=== TASK DETAILS ===
Exactly the lines from the one with "point: one pixel per instance, each like <point>970,150</point>." to the end of the listing must be repeated, both ends included, with nothing added.

=== EXCERPTED DATA ===
>>>>>

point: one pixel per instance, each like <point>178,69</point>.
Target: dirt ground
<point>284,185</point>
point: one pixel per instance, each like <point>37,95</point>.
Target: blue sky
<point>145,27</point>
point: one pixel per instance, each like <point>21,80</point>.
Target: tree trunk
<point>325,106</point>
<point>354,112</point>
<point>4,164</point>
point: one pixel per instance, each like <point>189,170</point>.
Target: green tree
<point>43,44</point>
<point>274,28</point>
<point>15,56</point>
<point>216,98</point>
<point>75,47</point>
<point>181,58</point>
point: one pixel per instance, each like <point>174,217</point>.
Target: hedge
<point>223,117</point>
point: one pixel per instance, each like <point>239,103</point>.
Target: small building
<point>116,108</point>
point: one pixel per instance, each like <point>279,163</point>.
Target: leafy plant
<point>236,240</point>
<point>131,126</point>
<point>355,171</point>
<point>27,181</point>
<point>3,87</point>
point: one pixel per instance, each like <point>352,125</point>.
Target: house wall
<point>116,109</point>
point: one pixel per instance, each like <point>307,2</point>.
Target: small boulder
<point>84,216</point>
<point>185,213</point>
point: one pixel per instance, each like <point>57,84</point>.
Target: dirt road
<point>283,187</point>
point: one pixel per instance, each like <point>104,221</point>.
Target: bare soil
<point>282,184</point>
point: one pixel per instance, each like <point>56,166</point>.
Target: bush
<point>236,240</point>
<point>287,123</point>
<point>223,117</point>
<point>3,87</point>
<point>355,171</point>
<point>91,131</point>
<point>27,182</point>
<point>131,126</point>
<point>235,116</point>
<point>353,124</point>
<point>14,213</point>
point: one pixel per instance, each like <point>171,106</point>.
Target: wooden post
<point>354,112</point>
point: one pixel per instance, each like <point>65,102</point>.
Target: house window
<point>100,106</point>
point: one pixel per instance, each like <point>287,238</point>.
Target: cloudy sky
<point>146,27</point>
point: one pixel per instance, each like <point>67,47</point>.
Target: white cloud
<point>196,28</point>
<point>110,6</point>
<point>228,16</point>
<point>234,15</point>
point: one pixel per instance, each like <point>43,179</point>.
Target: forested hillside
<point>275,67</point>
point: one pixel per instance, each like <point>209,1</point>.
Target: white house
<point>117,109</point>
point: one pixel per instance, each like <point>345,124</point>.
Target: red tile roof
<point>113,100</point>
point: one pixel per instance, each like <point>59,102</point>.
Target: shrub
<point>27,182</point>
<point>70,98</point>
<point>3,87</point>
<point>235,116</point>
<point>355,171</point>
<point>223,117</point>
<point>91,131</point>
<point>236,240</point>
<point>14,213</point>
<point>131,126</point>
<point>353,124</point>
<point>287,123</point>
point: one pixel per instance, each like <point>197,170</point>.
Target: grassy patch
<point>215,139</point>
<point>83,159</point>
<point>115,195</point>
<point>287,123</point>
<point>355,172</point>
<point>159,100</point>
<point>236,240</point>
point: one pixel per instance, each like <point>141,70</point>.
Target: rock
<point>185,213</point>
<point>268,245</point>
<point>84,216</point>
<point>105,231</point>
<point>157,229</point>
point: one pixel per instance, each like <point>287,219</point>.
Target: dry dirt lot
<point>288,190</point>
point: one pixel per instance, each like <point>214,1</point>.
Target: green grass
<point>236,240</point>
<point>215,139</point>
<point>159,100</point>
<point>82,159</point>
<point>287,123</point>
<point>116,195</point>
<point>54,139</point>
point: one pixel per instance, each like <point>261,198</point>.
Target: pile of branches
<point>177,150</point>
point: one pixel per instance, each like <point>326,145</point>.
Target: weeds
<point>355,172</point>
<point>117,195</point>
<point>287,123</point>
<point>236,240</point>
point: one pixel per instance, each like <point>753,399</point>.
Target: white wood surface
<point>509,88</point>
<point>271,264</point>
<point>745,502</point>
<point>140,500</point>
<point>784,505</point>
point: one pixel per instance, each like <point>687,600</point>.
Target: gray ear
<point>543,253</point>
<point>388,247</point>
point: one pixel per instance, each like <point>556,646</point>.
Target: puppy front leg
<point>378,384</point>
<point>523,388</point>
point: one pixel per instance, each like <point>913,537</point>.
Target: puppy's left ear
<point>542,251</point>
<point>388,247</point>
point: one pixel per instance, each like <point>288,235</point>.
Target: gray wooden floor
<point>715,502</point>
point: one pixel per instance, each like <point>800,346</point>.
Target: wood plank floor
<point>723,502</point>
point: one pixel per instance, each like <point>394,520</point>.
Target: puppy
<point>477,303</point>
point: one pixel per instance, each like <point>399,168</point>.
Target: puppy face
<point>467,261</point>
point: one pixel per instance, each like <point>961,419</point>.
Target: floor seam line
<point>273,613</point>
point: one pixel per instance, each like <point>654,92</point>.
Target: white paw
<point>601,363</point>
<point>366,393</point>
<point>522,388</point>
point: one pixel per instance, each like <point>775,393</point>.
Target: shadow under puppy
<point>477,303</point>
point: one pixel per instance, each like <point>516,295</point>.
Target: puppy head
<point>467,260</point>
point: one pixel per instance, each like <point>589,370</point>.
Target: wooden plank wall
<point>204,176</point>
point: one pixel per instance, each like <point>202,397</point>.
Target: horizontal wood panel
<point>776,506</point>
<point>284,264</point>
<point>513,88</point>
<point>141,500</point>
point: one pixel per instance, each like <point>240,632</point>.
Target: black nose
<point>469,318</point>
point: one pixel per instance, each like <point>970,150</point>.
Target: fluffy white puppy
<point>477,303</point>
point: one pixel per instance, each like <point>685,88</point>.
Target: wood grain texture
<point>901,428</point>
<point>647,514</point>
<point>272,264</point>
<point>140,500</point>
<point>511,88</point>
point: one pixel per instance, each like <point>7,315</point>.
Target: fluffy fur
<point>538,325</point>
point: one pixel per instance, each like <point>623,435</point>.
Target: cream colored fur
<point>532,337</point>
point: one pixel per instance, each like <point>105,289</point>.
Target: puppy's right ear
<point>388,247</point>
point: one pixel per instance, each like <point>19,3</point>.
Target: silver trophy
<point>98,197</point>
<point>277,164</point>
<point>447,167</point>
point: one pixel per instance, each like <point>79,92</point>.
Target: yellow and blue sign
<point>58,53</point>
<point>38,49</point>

<<<<<

=== EXERCISE OUTPUT ===
point: one pixel per instance, each like <point>970,150</point>.
Target: fluffy white puppy
<point>477,303</point>
point: one pixel per instance, each like <point>685,88</point>.
Target: wood grain texture
<point>901,428</point>
<point>647,514</point>
<point>272,264</point>
<point>140,500</point>
<point>511,88</point>
point: one pixel per instance, each like <point>7,315</point>.
Target: fluffy fur
<point>538,325</point>
point: one pixel per instance, each like <point>623,435</point>.
Target: cream colored fur
<point>532,337</point>
point: one pixel per instance, each like <point>105,289</point>.
Target: puppy's right ear
<point>388,247</point>
point: one pixel per instance, each like <point>19,3</point>.
Target: silver trophy
<point>98,197</point>
<point>277,164</point>
<point>447,167</point>
point: one pixel per instance, each like <point>79,92</point>.
Target: yellow and blue sign
<point>58,53</point>
<point>38,49</point>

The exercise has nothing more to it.